▶ **Problem requirements**:
Print the line that contains "of the screwdriver?" and every line after it through the last line of the records below, exactly as written and nothing else.

▶ **Task inputs**:
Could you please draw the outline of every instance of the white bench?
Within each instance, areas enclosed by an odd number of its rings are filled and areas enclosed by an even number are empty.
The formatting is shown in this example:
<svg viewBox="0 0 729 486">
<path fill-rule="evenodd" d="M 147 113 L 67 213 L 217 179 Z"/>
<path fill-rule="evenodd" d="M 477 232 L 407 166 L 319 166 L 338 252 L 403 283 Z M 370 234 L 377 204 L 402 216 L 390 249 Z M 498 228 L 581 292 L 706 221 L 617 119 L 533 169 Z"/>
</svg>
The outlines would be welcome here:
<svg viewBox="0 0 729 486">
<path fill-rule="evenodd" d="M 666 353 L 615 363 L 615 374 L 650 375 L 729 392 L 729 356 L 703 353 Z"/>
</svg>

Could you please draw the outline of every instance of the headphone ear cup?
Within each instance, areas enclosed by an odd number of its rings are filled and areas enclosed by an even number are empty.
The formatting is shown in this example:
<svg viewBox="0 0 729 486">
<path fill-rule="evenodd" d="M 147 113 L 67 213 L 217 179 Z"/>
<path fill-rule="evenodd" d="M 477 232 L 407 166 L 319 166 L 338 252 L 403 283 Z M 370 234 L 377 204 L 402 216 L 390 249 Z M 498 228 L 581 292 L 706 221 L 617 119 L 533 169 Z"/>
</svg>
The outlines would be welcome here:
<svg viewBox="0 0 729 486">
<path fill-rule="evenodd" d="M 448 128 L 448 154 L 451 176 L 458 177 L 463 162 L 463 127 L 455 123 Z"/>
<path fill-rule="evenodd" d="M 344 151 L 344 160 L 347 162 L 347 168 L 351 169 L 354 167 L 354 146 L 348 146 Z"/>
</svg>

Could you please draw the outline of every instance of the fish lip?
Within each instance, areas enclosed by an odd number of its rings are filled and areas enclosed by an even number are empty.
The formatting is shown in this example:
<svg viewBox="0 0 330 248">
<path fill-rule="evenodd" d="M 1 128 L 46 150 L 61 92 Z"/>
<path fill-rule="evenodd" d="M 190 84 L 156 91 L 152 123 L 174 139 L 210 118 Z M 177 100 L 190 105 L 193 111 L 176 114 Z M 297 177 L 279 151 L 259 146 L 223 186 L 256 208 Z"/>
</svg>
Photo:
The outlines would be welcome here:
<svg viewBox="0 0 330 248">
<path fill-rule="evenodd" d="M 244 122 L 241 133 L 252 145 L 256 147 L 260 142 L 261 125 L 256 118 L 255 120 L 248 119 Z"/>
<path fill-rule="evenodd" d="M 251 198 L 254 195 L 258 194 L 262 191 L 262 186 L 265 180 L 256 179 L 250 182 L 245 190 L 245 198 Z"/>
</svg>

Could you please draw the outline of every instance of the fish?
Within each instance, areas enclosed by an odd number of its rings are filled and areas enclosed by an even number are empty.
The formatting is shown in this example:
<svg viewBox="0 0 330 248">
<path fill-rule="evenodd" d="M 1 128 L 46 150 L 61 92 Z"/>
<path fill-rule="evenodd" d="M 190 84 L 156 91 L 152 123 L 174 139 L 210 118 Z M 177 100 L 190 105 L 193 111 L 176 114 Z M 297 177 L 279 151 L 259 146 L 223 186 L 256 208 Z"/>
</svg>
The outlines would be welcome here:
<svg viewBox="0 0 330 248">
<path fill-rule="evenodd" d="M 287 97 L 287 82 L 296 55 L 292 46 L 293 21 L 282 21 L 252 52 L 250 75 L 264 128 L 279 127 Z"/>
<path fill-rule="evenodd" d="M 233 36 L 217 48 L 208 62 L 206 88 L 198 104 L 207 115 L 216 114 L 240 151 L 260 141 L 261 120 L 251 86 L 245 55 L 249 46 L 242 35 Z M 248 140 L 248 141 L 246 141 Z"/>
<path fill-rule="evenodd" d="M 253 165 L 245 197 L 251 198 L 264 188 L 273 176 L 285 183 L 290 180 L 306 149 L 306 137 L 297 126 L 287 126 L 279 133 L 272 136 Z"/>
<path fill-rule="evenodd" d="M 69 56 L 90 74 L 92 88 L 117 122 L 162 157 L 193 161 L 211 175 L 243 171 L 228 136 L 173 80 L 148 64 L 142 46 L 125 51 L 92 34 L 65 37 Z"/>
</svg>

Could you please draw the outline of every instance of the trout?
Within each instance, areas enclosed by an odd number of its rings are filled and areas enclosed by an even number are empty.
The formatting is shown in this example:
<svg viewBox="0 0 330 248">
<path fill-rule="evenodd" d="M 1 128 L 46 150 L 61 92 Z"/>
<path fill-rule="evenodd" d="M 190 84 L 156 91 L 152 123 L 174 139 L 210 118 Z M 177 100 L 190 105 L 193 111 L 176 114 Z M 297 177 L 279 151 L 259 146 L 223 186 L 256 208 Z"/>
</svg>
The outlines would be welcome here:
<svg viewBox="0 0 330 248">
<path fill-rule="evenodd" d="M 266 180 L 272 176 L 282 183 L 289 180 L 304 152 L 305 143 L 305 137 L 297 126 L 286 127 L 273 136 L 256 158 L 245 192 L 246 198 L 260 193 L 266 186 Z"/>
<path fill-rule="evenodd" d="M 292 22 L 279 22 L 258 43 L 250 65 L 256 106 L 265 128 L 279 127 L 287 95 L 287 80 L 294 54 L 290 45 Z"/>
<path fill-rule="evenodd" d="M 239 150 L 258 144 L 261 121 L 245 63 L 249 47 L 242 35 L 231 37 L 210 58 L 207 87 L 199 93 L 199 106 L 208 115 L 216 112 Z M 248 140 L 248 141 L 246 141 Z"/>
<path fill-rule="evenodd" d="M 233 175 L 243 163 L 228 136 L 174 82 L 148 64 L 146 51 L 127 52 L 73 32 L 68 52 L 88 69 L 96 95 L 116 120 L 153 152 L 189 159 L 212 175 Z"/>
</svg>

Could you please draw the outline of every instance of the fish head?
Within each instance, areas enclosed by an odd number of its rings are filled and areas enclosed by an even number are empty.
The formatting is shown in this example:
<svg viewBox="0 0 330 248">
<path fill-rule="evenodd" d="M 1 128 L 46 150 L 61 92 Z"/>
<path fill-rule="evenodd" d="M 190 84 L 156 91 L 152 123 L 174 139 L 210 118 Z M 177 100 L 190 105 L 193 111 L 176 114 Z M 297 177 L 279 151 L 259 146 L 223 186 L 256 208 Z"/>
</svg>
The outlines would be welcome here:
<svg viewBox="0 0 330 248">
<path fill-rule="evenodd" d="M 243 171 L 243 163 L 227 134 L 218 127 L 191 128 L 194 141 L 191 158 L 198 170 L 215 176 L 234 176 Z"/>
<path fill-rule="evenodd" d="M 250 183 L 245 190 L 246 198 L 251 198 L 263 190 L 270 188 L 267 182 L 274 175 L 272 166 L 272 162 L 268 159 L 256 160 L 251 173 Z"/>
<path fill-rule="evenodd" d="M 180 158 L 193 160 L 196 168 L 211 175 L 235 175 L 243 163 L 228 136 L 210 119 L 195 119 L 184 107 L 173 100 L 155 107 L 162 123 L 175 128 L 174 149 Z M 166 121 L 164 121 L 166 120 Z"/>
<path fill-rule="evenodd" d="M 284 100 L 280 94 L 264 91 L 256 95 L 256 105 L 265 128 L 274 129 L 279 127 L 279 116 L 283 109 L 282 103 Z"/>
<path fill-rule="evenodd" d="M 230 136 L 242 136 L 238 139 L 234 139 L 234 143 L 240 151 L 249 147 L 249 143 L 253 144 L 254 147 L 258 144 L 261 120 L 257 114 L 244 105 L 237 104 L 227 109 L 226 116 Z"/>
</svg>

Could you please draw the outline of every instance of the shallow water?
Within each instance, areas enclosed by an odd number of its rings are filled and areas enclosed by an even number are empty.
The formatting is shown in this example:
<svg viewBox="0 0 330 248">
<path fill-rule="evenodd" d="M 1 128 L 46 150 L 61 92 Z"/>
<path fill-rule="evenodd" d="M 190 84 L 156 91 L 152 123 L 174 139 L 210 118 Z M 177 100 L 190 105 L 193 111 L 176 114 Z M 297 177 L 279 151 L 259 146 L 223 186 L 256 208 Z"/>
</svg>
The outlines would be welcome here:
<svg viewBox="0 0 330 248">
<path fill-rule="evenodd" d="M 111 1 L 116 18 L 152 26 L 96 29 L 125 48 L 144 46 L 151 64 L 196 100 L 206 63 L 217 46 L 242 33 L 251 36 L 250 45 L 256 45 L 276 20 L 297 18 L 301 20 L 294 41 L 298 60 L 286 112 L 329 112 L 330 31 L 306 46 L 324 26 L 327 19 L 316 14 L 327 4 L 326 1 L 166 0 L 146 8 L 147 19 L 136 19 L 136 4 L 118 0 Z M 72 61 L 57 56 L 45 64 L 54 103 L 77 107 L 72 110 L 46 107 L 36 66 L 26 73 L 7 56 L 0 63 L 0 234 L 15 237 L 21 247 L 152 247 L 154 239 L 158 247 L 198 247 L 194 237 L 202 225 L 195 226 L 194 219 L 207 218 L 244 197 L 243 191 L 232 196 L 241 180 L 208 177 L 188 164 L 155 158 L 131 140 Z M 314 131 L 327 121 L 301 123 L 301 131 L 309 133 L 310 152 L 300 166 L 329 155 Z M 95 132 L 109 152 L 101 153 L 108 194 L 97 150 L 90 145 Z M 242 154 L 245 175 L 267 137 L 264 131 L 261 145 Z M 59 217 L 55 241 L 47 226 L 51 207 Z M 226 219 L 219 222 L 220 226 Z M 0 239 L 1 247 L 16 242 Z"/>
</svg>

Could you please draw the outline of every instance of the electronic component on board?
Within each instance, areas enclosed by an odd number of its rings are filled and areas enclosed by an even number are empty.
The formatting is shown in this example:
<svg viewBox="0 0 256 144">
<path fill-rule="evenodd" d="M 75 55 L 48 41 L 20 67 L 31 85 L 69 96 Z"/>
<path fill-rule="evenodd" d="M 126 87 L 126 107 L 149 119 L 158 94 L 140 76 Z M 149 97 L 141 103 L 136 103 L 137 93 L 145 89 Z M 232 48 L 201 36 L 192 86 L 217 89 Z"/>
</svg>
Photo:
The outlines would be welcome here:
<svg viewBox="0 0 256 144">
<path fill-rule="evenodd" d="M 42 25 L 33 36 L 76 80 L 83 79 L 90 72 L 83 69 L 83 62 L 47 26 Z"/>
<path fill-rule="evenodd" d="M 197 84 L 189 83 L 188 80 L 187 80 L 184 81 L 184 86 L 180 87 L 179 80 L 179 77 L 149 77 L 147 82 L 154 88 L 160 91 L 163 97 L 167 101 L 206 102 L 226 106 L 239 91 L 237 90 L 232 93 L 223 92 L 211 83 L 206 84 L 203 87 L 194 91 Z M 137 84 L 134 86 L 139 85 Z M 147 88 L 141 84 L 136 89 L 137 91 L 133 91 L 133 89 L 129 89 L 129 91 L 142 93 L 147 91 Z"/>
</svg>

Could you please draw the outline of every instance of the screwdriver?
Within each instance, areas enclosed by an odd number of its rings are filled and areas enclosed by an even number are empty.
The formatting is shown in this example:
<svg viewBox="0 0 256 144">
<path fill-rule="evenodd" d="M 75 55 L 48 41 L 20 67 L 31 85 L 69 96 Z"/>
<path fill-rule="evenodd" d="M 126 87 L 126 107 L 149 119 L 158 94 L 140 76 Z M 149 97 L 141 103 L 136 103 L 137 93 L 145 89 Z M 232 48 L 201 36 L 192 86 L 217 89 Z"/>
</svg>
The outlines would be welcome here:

▶ **Reply**:
Could you please draw the outline of every instance of the screwdriver?
Within each instance, areas enclosed by an odd number of its rings are filled and areas enclosed by an even number are empty.
The formatting is shown in this example:
<svg viewBox="0 0 256 144">
<path fill-rule="evenodd" d="M 75 55 L 48 41 L 20 67 L 31 85 L 69 96 Z"/>
<path fill-rule="evenodd" d="M 126 87 L 126 107 L 149 119 L 158 94 L 140 76 Z M 149 97 L 141 103 L 136 103 L 137 93 L 145 89 Z M 232 48 L 201 36 L 192 86 L 217 89 Z"/>
</svg>
The outlines would be welcome here:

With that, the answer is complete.